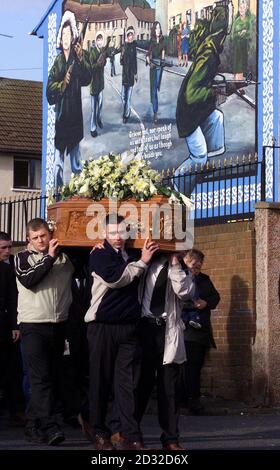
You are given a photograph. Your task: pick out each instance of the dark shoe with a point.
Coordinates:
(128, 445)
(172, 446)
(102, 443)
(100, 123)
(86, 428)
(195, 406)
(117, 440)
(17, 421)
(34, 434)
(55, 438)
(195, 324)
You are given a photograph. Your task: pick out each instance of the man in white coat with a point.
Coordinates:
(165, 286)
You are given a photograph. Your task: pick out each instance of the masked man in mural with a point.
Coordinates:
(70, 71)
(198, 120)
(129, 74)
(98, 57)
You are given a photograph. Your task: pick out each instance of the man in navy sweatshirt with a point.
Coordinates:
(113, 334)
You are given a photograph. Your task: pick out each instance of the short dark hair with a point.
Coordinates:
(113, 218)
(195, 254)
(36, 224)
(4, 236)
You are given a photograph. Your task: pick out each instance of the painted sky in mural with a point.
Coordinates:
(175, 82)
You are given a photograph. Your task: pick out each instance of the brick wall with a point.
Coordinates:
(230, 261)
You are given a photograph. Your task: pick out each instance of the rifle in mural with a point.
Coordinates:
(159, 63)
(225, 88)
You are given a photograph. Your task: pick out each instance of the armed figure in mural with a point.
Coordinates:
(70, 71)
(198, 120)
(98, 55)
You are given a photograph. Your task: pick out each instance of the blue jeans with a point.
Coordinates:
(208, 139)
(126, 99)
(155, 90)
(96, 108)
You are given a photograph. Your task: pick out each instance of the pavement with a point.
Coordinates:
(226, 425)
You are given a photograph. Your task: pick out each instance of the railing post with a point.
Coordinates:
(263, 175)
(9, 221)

--

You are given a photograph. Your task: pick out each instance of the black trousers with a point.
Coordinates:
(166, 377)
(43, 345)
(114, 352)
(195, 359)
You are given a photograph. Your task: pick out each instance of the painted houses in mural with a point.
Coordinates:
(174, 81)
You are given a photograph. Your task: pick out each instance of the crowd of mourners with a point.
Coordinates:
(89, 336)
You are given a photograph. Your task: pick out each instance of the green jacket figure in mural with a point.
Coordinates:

## Goal
Please report every line of the rows above that contains the word "mural", copying each such line in full. Case counts.

## The answer
You are given a photograph. Your task: pick out each instance of the masked man in mural with a point.
You are given a photograph. Your task: pick out each instance of the painted sky in mural with a point.
You are given a photograph. Your task: pick out each instance of the rifle in mural with a point.
You are given a photograph. Your task: pick out each instance of the armed figure in mural with a point.
You are given a photograph. Your task: pick out each instance of the painted houses in mural with a point.
You are given a photograph. Your task: pick out each instance of the green jacket figure in mural with a point.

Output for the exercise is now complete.